>> Begin RECORDS FOR THE EXERCISE
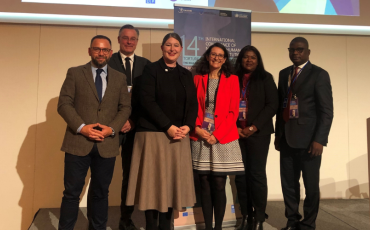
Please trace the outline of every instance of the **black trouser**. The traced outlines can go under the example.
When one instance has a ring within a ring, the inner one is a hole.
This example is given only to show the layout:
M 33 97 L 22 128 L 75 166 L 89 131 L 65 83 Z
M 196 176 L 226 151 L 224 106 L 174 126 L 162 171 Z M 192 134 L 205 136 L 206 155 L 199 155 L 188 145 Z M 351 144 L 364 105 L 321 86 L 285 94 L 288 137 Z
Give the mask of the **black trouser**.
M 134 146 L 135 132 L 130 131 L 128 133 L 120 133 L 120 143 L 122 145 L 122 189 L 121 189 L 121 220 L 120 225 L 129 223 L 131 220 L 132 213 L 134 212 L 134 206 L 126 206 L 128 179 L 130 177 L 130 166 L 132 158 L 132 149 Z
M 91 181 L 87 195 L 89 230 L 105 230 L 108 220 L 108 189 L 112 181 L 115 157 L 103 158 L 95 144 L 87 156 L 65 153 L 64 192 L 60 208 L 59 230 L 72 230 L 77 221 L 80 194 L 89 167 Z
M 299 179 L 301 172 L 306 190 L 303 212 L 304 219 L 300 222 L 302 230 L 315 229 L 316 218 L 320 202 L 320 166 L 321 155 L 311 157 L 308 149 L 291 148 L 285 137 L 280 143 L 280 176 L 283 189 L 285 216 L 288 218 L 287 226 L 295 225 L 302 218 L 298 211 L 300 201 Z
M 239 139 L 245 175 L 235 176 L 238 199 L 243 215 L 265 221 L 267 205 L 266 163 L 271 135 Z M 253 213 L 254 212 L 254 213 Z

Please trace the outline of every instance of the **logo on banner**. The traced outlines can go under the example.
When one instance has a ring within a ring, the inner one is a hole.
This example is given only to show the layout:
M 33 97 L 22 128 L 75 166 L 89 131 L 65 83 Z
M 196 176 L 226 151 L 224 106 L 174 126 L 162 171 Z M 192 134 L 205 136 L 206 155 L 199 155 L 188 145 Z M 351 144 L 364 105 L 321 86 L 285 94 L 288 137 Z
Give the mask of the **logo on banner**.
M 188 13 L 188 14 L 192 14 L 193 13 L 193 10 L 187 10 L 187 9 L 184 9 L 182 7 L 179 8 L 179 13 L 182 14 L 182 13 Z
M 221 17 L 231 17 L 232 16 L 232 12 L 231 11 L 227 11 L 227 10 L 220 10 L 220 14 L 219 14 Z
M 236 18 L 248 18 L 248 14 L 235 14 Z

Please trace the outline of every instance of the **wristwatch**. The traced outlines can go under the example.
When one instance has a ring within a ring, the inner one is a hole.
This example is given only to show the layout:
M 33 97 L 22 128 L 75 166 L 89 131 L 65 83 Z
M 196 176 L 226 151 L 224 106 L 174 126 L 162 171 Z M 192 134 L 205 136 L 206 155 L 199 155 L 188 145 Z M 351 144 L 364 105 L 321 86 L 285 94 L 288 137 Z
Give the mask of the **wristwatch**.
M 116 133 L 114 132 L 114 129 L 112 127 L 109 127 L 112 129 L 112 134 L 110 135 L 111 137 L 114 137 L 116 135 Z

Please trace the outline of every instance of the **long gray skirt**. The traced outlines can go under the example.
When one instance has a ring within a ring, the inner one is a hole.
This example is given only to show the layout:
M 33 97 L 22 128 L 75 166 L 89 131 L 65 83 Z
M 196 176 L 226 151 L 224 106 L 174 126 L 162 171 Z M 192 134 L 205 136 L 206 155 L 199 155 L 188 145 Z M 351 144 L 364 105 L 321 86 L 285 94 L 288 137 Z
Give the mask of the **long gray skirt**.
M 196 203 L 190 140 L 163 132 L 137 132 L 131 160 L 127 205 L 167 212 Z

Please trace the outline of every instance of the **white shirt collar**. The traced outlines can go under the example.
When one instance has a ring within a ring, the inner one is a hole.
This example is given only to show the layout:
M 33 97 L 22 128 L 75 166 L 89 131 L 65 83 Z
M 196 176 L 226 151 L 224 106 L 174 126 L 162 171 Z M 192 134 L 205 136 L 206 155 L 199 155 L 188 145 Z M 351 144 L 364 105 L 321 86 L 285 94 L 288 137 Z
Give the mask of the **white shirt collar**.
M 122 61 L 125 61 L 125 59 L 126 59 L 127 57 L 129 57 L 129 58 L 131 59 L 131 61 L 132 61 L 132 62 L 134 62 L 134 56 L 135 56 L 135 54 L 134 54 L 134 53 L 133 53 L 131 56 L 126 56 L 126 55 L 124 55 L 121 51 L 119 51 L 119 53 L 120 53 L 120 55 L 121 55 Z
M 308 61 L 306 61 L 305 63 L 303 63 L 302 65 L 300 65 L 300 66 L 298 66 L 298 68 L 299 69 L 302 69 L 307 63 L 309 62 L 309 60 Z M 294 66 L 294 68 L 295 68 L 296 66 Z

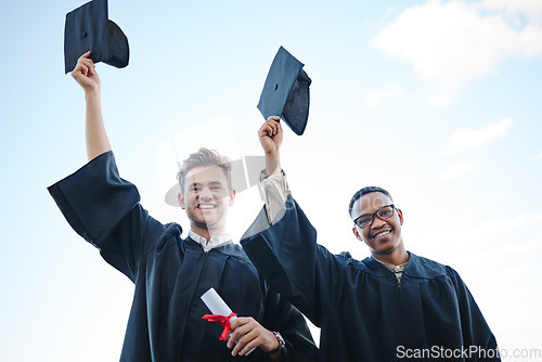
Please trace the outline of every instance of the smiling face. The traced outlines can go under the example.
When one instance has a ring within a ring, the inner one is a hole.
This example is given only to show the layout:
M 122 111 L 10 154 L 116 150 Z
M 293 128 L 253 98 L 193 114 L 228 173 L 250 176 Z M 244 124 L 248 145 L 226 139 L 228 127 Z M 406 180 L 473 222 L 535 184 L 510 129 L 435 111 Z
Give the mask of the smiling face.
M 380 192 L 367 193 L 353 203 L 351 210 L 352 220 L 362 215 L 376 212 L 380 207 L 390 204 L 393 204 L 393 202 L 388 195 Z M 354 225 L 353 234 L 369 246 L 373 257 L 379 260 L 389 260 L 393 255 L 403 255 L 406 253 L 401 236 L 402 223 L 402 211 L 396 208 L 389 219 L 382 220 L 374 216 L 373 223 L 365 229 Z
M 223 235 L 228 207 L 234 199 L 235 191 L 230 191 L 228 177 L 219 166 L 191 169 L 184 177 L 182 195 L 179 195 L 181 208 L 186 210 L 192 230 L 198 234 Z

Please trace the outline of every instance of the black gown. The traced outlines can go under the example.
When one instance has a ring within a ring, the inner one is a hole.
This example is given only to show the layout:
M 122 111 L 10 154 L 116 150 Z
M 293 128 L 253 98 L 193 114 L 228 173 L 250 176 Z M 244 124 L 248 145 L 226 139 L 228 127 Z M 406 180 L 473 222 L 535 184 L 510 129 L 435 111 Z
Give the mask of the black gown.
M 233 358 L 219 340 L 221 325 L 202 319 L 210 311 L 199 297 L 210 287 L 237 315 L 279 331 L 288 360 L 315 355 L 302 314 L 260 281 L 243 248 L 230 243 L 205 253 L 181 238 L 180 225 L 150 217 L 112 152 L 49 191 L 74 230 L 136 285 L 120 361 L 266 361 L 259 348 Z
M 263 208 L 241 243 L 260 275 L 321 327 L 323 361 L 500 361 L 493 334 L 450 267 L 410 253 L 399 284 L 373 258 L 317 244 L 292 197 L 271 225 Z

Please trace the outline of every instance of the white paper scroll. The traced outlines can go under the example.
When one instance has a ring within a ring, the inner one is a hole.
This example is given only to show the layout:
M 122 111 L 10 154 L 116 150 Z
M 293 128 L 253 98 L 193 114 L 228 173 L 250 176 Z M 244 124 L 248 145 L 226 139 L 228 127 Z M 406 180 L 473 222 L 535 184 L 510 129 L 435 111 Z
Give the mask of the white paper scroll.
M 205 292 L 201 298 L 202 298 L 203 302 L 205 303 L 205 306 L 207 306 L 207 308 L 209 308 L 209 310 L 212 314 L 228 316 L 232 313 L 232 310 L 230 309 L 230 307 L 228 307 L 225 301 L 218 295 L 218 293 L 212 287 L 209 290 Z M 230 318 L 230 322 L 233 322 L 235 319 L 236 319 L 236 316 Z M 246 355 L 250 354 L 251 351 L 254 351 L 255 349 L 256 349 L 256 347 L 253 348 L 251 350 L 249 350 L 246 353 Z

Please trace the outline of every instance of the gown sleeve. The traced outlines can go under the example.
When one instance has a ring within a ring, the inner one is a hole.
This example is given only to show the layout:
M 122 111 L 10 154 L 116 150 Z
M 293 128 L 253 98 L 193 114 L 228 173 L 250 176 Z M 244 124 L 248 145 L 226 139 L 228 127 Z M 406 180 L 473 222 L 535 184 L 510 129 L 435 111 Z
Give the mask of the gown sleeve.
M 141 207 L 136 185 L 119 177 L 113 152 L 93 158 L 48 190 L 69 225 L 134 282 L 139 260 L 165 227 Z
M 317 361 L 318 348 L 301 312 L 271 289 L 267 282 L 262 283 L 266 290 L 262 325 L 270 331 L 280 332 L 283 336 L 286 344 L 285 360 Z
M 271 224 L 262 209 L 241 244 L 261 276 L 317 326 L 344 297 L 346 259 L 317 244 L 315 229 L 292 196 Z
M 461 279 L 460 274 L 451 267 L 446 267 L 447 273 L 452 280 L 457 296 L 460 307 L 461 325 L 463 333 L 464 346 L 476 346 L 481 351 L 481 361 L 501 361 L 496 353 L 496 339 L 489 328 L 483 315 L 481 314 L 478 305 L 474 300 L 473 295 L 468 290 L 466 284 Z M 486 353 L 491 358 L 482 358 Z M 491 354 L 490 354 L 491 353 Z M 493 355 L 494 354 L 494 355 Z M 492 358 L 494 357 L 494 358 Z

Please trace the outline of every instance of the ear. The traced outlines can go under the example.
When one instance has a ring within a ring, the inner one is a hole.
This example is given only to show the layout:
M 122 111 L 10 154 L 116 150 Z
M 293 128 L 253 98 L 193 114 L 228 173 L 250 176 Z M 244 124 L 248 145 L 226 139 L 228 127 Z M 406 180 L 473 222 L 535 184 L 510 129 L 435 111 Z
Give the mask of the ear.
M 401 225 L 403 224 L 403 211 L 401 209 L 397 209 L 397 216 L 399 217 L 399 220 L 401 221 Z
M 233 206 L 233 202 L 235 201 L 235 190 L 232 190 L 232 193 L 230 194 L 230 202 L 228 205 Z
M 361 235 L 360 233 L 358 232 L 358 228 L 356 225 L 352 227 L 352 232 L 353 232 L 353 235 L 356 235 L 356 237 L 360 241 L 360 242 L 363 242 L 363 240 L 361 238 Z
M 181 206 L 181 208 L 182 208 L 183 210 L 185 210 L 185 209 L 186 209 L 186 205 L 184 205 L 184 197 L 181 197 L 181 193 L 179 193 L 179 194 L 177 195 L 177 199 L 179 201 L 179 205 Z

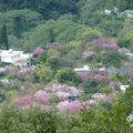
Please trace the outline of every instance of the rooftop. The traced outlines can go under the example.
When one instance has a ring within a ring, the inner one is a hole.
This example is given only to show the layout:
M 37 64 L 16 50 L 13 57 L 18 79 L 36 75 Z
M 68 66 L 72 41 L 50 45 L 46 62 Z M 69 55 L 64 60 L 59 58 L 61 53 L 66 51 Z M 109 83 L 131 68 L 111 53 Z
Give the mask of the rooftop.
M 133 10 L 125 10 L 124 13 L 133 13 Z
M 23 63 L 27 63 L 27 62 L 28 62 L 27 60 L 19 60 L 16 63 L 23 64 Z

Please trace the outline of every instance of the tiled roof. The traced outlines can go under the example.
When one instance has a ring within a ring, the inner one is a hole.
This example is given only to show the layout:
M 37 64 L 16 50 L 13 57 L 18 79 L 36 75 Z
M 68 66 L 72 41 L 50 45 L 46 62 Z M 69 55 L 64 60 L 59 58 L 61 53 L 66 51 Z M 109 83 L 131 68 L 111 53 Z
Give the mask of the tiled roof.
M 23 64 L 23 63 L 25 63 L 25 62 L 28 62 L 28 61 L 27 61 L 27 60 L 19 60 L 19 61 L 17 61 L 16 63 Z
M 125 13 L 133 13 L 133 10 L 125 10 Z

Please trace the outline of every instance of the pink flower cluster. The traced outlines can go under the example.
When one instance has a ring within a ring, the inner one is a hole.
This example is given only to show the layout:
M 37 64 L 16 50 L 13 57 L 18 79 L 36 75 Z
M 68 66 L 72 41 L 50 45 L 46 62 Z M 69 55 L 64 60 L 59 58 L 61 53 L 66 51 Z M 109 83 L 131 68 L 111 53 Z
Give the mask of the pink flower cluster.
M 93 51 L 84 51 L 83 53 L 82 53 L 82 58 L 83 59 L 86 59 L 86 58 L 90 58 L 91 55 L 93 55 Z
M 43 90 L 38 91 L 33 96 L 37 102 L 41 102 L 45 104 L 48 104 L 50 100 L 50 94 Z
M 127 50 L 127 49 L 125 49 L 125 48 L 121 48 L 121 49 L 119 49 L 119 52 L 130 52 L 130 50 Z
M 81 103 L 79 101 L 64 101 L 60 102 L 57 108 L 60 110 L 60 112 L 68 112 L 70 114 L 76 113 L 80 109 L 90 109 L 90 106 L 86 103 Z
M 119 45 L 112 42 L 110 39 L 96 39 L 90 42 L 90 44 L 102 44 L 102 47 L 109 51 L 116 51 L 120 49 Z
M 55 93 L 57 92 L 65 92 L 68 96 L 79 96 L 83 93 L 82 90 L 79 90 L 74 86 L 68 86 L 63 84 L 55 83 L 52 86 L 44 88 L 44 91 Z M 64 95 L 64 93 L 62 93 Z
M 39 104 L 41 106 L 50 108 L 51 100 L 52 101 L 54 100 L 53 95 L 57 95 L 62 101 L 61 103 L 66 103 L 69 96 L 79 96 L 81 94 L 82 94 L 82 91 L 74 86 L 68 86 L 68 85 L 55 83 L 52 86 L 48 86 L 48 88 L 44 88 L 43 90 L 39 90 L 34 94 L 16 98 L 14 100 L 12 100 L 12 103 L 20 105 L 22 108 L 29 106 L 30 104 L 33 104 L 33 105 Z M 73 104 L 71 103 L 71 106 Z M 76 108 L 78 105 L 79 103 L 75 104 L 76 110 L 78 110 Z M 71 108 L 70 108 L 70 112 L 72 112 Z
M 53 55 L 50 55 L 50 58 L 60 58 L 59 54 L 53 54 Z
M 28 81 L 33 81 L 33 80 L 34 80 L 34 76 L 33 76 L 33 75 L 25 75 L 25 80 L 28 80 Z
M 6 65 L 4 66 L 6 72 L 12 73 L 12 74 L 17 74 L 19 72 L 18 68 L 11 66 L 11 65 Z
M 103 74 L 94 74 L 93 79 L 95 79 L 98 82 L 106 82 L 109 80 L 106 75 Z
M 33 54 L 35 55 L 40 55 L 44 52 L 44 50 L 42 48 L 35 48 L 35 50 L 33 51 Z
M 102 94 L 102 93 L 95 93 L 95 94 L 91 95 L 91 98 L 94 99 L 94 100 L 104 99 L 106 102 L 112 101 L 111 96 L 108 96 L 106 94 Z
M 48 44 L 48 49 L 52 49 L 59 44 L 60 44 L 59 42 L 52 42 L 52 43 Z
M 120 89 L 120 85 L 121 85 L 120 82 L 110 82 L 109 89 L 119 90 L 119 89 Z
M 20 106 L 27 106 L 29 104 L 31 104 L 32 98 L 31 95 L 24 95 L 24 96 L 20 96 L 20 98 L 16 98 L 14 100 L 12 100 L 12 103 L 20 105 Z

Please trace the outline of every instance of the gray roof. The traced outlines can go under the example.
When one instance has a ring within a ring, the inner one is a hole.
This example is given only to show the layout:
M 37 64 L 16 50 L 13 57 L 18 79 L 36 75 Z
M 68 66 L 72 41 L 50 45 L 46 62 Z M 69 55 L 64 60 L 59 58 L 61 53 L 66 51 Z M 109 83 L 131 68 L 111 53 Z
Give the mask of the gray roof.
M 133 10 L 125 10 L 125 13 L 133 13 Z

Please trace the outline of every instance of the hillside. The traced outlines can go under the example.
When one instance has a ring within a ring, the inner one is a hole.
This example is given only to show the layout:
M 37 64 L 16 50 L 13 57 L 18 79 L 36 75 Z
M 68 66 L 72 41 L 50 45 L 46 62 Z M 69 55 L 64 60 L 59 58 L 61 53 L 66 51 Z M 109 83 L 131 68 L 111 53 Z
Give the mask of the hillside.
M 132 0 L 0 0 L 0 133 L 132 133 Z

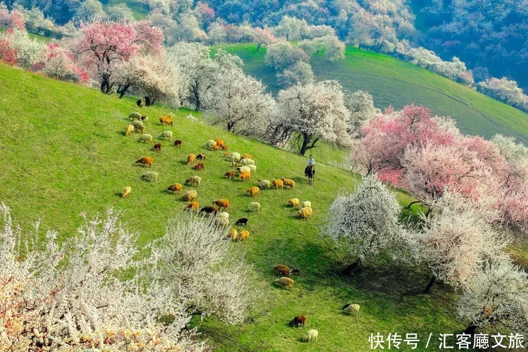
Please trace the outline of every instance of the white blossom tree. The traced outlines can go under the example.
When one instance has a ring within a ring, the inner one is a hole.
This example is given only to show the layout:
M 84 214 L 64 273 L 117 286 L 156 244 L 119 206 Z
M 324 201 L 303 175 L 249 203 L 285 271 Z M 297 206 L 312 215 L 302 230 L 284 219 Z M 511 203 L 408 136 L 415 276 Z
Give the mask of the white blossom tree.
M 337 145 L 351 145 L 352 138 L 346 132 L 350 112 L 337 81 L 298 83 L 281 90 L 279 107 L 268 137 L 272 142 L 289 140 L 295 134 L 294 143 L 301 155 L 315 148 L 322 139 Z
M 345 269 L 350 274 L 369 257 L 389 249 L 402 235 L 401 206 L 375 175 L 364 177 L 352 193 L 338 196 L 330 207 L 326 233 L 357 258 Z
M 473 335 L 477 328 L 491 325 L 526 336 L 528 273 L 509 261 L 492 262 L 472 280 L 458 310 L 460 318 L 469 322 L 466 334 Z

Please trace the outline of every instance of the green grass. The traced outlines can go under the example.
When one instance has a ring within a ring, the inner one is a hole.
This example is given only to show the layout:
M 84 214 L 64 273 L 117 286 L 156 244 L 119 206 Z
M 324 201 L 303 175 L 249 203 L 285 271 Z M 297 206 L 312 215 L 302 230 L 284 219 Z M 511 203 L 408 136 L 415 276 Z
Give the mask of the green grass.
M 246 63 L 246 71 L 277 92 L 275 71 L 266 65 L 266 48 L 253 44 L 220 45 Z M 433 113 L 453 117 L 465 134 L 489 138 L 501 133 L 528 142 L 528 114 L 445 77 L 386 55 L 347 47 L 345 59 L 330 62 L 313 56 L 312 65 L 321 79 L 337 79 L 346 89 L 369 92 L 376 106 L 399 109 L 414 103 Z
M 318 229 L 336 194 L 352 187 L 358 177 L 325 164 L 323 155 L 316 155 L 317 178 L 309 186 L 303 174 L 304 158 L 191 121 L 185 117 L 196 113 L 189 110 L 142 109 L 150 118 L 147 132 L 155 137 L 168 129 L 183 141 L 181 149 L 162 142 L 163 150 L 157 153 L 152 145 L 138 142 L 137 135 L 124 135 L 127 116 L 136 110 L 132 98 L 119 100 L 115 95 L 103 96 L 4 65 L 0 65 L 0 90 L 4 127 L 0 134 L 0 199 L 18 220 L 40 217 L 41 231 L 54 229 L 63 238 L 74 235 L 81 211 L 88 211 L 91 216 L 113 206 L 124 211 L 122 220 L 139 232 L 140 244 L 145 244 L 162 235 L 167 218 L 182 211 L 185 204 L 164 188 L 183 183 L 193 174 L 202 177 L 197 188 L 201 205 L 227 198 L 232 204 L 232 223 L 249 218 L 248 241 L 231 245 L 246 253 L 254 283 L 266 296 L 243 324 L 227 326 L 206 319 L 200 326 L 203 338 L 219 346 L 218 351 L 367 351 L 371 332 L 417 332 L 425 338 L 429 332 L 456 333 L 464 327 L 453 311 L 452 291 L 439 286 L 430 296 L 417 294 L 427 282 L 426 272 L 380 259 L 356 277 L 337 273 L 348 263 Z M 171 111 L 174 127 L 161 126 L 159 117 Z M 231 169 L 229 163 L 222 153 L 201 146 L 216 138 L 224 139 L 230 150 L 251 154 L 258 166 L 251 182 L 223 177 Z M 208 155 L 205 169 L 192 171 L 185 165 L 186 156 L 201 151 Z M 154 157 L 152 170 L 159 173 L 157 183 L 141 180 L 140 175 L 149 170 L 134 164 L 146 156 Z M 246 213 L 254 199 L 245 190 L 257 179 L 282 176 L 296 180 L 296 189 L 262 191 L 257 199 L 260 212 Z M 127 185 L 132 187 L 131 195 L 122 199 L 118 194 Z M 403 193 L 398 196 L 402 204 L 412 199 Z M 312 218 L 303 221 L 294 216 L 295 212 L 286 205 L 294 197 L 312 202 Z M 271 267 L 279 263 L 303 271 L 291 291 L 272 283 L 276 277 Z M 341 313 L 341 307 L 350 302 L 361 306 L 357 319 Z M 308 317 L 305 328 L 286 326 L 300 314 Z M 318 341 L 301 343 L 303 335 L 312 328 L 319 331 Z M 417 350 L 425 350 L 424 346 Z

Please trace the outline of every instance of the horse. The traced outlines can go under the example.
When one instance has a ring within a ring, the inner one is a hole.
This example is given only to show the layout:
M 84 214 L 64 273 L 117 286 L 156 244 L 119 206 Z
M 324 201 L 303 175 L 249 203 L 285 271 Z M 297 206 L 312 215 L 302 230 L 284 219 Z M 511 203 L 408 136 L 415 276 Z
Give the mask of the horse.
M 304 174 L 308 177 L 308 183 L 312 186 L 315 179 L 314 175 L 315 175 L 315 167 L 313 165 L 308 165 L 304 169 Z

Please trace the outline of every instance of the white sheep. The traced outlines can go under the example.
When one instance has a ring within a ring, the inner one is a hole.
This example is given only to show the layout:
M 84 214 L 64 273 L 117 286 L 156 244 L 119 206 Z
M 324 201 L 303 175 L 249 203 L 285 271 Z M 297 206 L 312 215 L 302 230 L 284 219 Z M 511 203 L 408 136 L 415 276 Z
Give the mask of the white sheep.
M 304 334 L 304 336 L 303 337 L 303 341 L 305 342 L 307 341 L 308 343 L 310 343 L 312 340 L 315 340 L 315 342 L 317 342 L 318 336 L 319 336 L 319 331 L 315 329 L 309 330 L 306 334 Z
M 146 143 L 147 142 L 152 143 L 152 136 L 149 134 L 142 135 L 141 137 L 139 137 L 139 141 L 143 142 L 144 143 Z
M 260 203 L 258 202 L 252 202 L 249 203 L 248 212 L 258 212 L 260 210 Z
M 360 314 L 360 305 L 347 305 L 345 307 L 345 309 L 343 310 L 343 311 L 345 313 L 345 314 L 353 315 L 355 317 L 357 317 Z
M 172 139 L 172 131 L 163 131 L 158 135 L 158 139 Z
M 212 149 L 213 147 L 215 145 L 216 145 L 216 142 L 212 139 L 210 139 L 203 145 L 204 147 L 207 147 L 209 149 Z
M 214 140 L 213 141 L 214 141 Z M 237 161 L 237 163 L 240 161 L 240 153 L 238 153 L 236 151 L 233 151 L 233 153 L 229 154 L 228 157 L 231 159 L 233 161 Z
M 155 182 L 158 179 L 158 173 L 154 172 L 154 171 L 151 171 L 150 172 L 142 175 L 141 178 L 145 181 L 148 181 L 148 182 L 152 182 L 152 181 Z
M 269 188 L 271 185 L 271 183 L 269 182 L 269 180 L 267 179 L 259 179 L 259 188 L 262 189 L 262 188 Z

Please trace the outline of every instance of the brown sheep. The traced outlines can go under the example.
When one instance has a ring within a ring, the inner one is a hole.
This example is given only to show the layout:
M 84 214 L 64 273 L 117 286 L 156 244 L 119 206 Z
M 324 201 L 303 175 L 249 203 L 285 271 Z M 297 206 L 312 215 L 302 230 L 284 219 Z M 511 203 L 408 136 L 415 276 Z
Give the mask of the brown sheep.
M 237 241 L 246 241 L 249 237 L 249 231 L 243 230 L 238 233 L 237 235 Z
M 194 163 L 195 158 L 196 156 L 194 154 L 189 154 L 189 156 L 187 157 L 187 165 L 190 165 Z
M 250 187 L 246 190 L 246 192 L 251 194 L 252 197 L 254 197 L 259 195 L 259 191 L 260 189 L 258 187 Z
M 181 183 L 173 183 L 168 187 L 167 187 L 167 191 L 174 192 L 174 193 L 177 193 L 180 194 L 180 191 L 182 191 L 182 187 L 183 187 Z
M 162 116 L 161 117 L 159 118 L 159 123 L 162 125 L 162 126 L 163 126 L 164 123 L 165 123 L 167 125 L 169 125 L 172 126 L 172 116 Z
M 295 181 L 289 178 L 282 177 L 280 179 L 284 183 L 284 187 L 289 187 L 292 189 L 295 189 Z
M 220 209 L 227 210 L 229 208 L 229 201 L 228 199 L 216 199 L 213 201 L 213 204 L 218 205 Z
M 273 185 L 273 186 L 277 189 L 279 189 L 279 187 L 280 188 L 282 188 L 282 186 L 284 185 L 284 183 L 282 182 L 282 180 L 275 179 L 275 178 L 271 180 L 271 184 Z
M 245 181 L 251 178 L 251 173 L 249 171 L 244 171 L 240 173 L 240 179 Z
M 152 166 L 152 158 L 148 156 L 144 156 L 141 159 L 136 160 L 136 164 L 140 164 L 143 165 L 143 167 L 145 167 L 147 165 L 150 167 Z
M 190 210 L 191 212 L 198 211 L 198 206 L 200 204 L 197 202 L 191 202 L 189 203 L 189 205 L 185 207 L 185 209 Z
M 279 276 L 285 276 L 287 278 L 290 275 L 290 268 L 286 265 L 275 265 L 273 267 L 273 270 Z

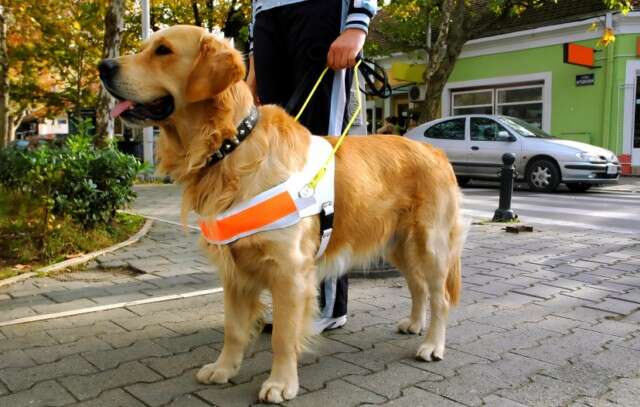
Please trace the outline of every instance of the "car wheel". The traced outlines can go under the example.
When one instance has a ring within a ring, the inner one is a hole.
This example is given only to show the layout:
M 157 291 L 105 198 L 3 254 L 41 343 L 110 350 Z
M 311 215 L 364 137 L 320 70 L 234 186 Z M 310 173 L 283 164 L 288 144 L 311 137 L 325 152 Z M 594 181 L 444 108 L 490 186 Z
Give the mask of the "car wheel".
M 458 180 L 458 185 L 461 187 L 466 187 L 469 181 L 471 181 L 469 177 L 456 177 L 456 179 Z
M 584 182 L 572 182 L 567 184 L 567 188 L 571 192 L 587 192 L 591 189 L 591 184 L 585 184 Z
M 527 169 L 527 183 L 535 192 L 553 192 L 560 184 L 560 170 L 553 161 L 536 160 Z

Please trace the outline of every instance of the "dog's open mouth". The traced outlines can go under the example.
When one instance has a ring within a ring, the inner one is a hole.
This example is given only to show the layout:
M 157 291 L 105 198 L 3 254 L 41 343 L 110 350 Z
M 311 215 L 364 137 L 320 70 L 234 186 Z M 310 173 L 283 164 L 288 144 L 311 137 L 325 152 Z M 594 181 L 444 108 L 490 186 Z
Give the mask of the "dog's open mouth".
>> End RECORDS FOR THE EXERCISE
WHAT THIS TASK INVOLVES »
Copy out word for word the listing lines from the one containing "Please trace the outline of every instance of the gray" through the one containing "M 133 10 L 125 10 L 125 13 L 133 13 Z", both of those included.

EXERCISE RESULT »
Please trace the outline of every instance of the gray roof. The traced outlines can go under the example.
When one instance has a ring within a ring, the inner one is a hole.
This example is given only to show the layout:
M 37 64 L 16 50 L 13 57 L 18 79 L 36 75 Z
M 68 66 L 72 41 L 50 45 L 46 62 Z M 69 55 L 64 60 L 59 58 L 61 53 L 66 51 Z M 109 83 L 131 68 L 111 53 Z
Give the mask of the gray roof.
M 133 10 L 125 10 L 125 13 L 133 13 Z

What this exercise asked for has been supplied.